*STATED PROBLEM:* Set each record down exactly, excluding all images.
[start SUPPLIED RECORDS]
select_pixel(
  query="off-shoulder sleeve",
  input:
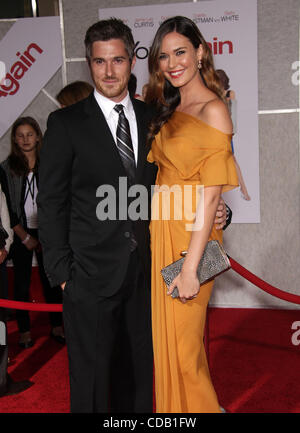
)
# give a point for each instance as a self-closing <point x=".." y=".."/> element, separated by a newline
<point x="218" y="168"/>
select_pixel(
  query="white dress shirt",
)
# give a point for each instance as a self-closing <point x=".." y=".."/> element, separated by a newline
<point x="112" y="117"/>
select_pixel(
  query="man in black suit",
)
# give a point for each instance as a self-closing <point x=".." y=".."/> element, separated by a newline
<point x="102" y="264"/>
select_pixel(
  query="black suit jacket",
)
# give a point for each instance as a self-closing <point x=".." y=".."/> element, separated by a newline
<point x="79" y="155"/>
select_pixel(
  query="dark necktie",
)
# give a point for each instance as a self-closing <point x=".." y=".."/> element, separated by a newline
<point x="124" y="144"/>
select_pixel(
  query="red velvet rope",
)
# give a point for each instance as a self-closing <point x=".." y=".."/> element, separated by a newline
<point x="30" y="306"/>
<point x="266" y="287"/>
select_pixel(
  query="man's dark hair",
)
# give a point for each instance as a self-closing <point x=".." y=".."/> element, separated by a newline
<point x="109" y="29"/>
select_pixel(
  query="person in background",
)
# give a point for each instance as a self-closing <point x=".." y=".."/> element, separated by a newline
<point x="190" y="143"/>
<point x="229" y="95"/>
<point x="7" y="385"/>
<point x="74" y="92"/>
<point x="20" y="180"/>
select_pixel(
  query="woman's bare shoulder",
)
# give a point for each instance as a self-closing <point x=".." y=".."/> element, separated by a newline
<point x="215" y="112"/>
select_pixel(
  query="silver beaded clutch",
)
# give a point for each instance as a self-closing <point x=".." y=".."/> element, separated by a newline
<point x="213" y="262"/>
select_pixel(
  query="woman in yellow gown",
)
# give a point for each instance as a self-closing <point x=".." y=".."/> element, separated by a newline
<point x="190" y="143"/>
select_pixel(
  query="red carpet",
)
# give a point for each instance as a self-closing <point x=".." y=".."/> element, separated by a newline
<point x="254" y="364"/>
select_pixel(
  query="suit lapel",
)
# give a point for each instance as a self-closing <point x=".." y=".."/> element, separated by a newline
<point x="98" y="126"/>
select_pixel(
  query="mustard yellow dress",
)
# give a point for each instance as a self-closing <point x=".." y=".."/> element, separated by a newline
<point x="188" y="152"/>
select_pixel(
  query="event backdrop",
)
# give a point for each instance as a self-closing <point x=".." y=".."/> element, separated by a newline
<point x="231" y="29"/>
<point x="30" y="56"/>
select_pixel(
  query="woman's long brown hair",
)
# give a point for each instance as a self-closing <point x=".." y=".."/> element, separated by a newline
<point x="160" y="93"/>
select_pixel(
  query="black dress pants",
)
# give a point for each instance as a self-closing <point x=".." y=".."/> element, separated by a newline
<point x="22" y="261"/>
<point x="109" y="345"/>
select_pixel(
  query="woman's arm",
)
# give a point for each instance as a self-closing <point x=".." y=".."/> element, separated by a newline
<point x="187" y="281"/>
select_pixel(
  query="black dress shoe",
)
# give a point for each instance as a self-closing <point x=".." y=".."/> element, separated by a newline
<point x="26" y="344"/>
<point x="59" y="338"/>
<point x="13" y="388"/>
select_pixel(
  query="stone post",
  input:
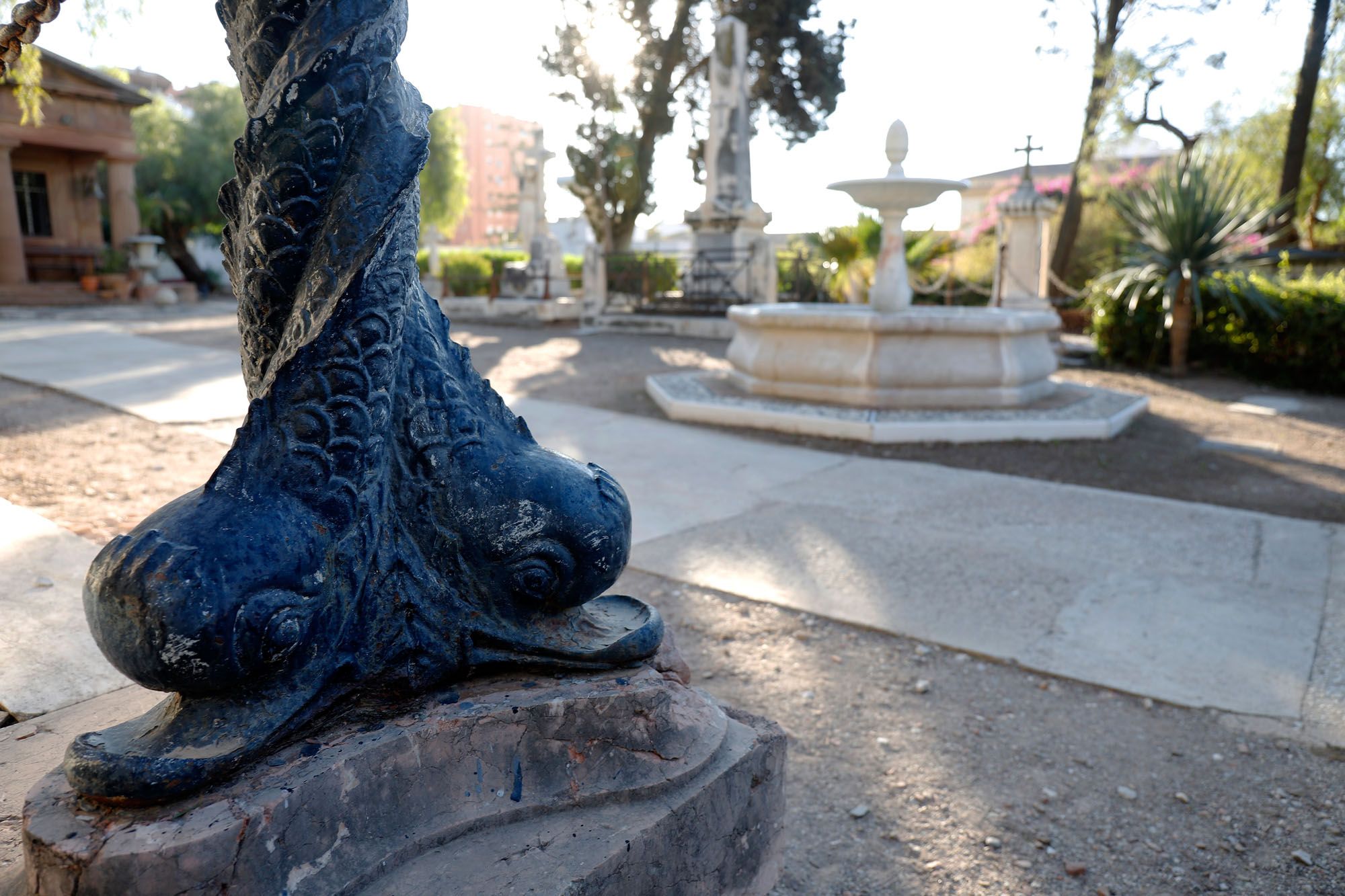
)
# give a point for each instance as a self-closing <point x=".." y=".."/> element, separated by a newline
[end SUPPLIED RECORDS]
*WRITTEN SOLUTION:*
select_pixel(
  query="off-shoulder sleeve",
  input:
)
# give a point for each instance as a self-closing <point x=".." y=".."/> element, separated by a newline
<point x="218" y="168"/>
select_pixel(
  query="white dress shirt",
)
# give a point for each instance as a self-closing <point x=".." y=".."/> element, separated by a newline
<point x="112" y="117"/>
select_pixel(
  query="man in black suit",
)
# give a point for each instance as a self-closing <point x=".." y=".."/> element, separated by a newline
<point x="102" y="264"/>
select_pixel(
  query="black suit jacket",
)
# give a point for each instance as a self-closing <point x=".." y=".."/> element, separated by a newline
<point x="79" y="155"/>
select_pixel(
  query="dark necktie",
)
# give a point for each instance as a self-closing <point x=".." y=".."/> element, separated by a newline
<point x="124" y="144"/>
select_pixel(
  query="red velvet rope",
)
# give a point for each instance as a self-closing <point x=".." y=".."/> element, separated by a newline
<point x="30" y="306"/>
<point x="266" y="287"/>
select_pixel(
  query="man's dark hair",
)
# give a point for each instance as a self-closing <point x=".." y=".."/> element, separated by a newline
<point x="109" y="29"/>
select_pixel(
  query="person in background",
)
# give a point for each instance as a self-closing <point x=".." y=".."/> element, separated by a newline
<point x="190" y="143"/>
<point x="229" y="95"/>
<point x="7" y="385"/>
<point x="74" y="92"/>
<point x="20" y="180"/>
select_pixel(
  query="woman's bare shoulder",
)
# give a point for each instance as a self-closing <point x=".." y=".."/> element, separated by a newline
<point x="215" y="112"/>
select_pixel(
  query="silver beaded clutch",
)
# give a point for each instance as a self-closing <point x=".." y=".."/> element, separated by a newline
<point x="213" y="262"/>
select_pixel(
  query="woman in yellow gown",
)
# give a point for each instance as a self-closing <point x=".." y=".."/> element, separated by a newline
<point x="190" y="143"/>
select_pixel(
  query="red carpet",
)
# give a point for each instance as a self-closing <point x=".." y=".."/> element, separated by a newline
<point x="254" y="364"/>
select_pixel(
  query="suit lapel",
)
# give a point for each instance as a self-closing <point x=".." y=".."/> element, separated by a newline
<point x="98" y="126"/>
select_pixel(
  query="mustard yellow dress",
)
# give a point for each instance as a self-closing <point x=".." y=".."/> element, separated by a newline
<point x="188" y="152"/>
select_pixel(
  query="event backdrop",
)
# give a point for each instance as a self-closing <point x=".." y=".."/> element, separated by a newline
<point x="231" y="29"/>
<point x="30" y="56"/>
select_pixel(
  query="woman's long brown hair",
)
# give a point for each instance as a self-closing <point x=".." y=".."/> element, separated by a newline
<point x="160" y="93"/>
select_pixel(
  query="black dress pants",
)
# give a point for each instance as a self-closing <point x=".." y=".."/> element, separated by a newline
<point x="22" y="261"/>
<point x="109" y="345"/>
select_pixel(
  query="woman's arm",
)
# give a point for each instance as a self-closing <point x=".." y=".."/> element, separated by a newline
<point x="187" y="281"/>
select_pixel(
  query="black dress shoe",
)
# give a point for each instance as a self-closing <point x=".." y=".."/> element, separated by a newline
<point x="26" y="344"/>
<point x="59" y="338"/>
<point x="13" y="388"/>
select_pixel(
  query="stone post",
  input:
)
# give a point for each instance as a self-closing <point x=".." y=".."/> element, separated by a newline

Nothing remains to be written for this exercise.